▶ **EXCERPT TO READ**
Peloton Interactive, Inc. took an early beating after reporting fiscal 2023 first-quarter results after missing consensus Wall Street estimates but shares reversed course as the day progressed. PTON reported that total fiscal first-quarter revenue fell 23 percent to $616.5 million for the period that ended September 30. Revenues were comprised of $204.2 million of Connected Fitness segment revenue, reflecting a 59 percent year-over-year decrease, and $412.3 million of Subscription revenue, representing a 36 percent year-over-year increase.
The company reported a 6 percent year-over-year increase in members to 6.7 million from 6.3 million in fiscal Q1 2022 but also saw those memberships fall 3 percent from the 2022 fiscal fourth quarter. Connected Fitness Subscriptions totaled 2.973 million subscribers at the end of the fiscal first quarter compared to 2.492 million subscribers in the prior-year period.
The shortfall was said to be driven by a $26.5 million Tread+ reserve charge, which they accounted for as a reduction in revenue. The charge was booked as a post-close adjustment following the October 18, 2022 announcement of a one-year extension of the full refund period for Tread+ if consumers wish to return their Tread+ pursuant to the recall.
“With the extension of the full refund period to November 6, 2023, we expect that more Members may opt for a full refund, and have accordingly increased the recall return reserve. Other than the Tread+ return reserve, our revenue performance was above the mid-point of our guidance range,” Peloton said in a letter to investors.

▶ **PROBLEM DETAILS**
Copy the Peloton quarterly results article word for word.

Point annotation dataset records
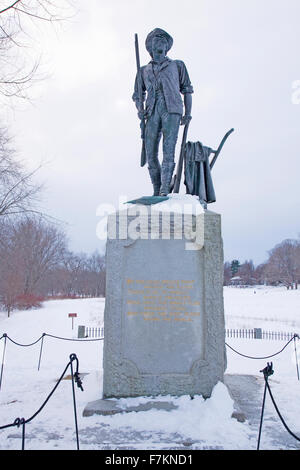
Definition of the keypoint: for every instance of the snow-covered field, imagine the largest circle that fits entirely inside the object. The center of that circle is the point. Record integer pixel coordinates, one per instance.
(195, 423)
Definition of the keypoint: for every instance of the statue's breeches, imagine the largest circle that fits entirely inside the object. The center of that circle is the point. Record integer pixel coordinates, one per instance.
(161, 123)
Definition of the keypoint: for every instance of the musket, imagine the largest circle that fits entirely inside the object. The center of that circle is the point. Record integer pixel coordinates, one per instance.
(140, 98)
(177, 177)
(217, 152)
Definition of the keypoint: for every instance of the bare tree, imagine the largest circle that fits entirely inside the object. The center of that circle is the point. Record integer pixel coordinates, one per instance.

▶ **COMPLETED EXERCISE**
Peloton Interactive, Inc. took an early beating after reporting fiscal 2023 first-quarter results after missing consensus Wall Street estimates but shares reversed course as the day progressed. PTON reported that total fiscal first-quarter revenue fell 23 percent to $616.5 million for the period that ended September 30. Revenues were comprised of $204.2 million of Connected Fitness segment revenue, reflecting a 59 percent year-over-year decrease, and $412.3 million of Subscription revenue, representing a 36 percent year-over-year increase.
The company reported a 6 percent year-over-year increase in members to 6.7 million from 6.3 million in fiscal Q1 2022 but also saw those memberships fall 3 percent from the 2022 fiscal fourth quarter. Connected Fitness Subscriptions totaled 2.973 million subscribers at the end of the fiscal first quarter compared to 2.492 million subscribers in the prior-year period.
The shortfall was said to be driven by a $26.5 million Tread+ reserve charge, which they accounted for as a reduction in revenue. The charge was booked as a post-close adjustment following the October 18, 2022 announcement of a one-year extension of the full refund period for Tread+ if consumers wish to return their Tread+ pursuant to the recall.
“With the extension of the full refund period to November 6, 2023, we expect that more Members may opt for a full refund, and have accordingly increased the recall return reserve. Other than the Tread+ return reserve, our revenue performance was above the mid-point of our guidance range,” Peloton said in a letter to investors.